── EXTRACTED RECORDS

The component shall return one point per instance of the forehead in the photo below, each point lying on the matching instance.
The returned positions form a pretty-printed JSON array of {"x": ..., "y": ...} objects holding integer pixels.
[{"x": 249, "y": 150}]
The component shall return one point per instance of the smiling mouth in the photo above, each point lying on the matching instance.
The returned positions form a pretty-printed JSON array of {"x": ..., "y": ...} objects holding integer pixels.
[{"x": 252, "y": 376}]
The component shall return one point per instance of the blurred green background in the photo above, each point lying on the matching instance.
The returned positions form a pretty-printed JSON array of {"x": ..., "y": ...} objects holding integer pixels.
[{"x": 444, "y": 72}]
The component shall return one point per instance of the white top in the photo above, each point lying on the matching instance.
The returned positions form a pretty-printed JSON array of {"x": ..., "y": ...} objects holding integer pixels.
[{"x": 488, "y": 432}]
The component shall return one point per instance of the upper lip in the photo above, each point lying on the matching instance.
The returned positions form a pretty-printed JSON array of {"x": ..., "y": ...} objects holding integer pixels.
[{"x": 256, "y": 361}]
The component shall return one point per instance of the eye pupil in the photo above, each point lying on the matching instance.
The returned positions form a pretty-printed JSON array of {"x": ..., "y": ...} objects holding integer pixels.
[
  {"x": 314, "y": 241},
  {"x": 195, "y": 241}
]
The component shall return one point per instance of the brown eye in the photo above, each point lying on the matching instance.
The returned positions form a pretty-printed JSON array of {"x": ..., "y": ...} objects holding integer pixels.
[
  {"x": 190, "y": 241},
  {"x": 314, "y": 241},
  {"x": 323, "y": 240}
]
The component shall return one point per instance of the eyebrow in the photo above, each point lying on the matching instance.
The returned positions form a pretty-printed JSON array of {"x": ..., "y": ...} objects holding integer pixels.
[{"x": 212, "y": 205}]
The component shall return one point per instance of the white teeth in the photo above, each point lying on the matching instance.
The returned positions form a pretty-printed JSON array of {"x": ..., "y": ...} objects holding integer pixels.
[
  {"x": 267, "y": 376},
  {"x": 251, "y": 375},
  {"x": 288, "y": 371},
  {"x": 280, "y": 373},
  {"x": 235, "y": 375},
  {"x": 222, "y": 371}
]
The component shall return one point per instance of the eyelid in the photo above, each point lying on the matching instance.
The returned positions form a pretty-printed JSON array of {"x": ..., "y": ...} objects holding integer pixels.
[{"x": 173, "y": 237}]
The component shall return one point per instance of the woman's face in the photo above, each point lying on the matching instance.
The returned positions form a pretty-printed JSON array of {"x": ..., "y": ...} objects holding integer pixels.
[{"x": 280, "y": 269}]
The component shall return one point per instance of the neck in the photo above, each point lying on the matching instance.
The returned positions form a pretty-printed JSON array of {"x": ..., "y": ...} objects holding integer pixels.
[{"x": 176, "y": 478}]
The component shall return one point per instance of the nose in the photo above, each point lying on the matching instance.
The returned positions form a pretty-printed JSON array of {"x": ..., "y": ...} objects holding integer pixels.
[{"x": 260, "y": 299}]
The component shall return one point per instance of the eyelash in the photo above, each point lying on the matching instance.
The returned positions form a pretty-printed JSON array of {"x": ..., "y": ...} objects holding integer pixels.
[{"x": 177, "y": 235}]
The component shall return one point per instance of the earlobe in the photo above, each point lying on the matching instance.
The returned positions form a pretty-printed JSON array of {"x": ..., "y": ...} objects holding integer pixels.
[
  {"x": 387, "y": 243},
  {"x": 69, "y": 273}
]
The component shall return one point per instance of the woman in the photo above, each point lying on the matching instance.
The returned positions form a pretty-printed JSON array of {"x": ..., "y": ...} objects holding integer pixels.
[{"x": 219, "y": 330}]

────

Leaving each word as it is, reproduce all the material.

The component shall return one point per instance of the forehead in the photo below, each point lying on the matching instance.
The returned positions form a pretty-printed JSON array of {"x": ..., "y": ...} objects holding integer pixels.
[{"x": 249, "y": 150}]
The component shall return one point per instance of the smiling mouth in the photo above, each point lying on the matching instance.
The returned positions form a pretty-printed JSON array of {"x": ..., "y": ...} objects holding integer pixels.
[{"x": 252, "y": 376}]
The component shall return one point per instance of the blurred green background in the photo above, each point lying on the matching instance.
The returned positions form a pretty-printed JSON array of {"x": ..., "y": ...} objects holding integer pixels.
[{"x": 444, "y": 72}]
The component shall return one point per instance of the white top in the photo above, each point lying on the matching instance.
The returned positions form a pretty-printed JSON array of {"x": ..., "y": ...} objects holding integer pixels.
[{"x": 488, "y": 432}]
The component shall return one point per instance of the upper lip in the photo above, each point lying on the matching instance.
The returned positions form a pretty-printed JSON array of {"x": ..., "y": ...} objects holding integer pixels.
[{"x": 256, "y": 361}]
The component shall return one point per instance of the eye pupil in the photo above, each point lying on the matching instance.
The returned positions form a pretty-printed JSON array of {"x": ..., "y": ...} objects holding integer pixels.
[
  {"x": 314, "y": 241},
  {"x": 195, "y": 241}
]
The component shall return one point per instance of the brown eye in the photo above, each point lying on the matching instance.
The returned positions form a pretty-printed JSON array of {"x": ..., "y": ...} objects holding integer pixels.
[
  {"x": 190, "y": 241},
  {"x": 314, "y": 241},
  {"x": 323, "y": 240}
]
The component shall return one point per instance of the eyebrow in the photo above, each point lying on the matching instance.
The returned positions form a pretty-printed JSON array of {"x": ..., "y": ...} objects holding integer pixels.
[{"x": 212, "y": 205}]
The component shall return one point per instance of the white teeth in the photo above, each point lying on the matching instance.
The returned positions form a pretty-printed JSON array of {"x": ..., "y": ...} objects holding integer pixels.
[
  {"x": 267, "y": 376},
  {"x": 251, "y": 375},
  {"x": 288, "y": 371},
  {"x": 280, "y": 373},
  {"x": 235, "y": 375},
  {"x": 222, "y": 371}
]
The component shall return one point per instance of the eyelid in the photo above, each point lying on the matching instance.
The returned positions form a pretty-printed JSON array of {"x": ..., "y": ...} objects holding integer pixels.
[{"x": 173, "y": 237}]
The component shall return one point per instance of the woman's face in the photo above, each point lying on the matching instance.
The returned positions form a pretty-printed JSON array of {"x": ..., "y": ...} objects holding integer pixels.
[{"x": 280, "y": 269}]
The component shall return one point per instance of the neck in the photo above, each point lying on the matching instance.
The returned positions form a pretty-printed JSON array of {"x": ..., "y": ...} objects holding integer pixels.
[{"x": 176, "y": 478}]
The component shall return one point per instance of the nose in the photo above, each point lying on the matching instance.
The returned positions form a pretty-printed JSON array of {"x": ..., "y": ...} objects holding integer pixels.
[{"x": 260, "y": 299}]
The component shall return one point per instance of the eyelash in the photo above, each point lying on the matching instance.
The returned positions form a pretty-printed JSON array of {"x": ..., "y": ...} objects holding integer pixels.
[{"x": 177, "y": 235}]
The component shall return one point per instance of the earlobe in the photo above, each point lying on the matching instance.
The returned positions form a pretty-printed JSON array of {"x": ..., "y": ...} objects holding integer pixels.
[
  {"x": 387, "y": 243},
  {"x": 69, "y": 273}
]
The component shall return one point per instance of the woman in the photo above, each point lying on the matching instance.
The returned positions form a pretty-printed JSON array of {"x": ..., "y": ...} objects holding integer pixels.
[{"x": 219, "y": 330}]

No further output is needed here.